▶ [Challenge] Pull out each row below that contains the word "instance", copying those rows in full. Matching is case-sensitive.

▶ [Supplied entries]
• • • • • • •
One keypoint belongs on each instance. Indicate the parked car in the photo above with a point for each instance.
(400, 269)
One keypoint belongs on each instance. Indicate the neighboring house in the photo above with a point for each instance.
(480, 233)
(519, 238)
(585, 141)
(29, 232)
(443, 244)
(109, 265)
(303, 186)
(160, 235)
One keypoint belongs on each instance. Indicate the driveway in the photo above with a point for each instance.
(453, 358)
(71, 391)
• • • • • • •
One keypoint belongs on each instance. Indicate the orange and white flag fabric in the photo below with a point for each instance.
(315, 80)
• • • • • • •
▶ [Solution to the exercise]
One keypoint belongs on each instance. Indicate the parked car in the photo above with a point for each instance.
One keypoint belongs on each instance. Indicate the neighboring house in the photo above with a point for each instance.
One keypoint belongs on each instance. Indicate the driveway in the photo above with a point for each instance.
One keypoint belongs on each instance. Indicate the orange and white flag fabric in the photo below with a point for each instance.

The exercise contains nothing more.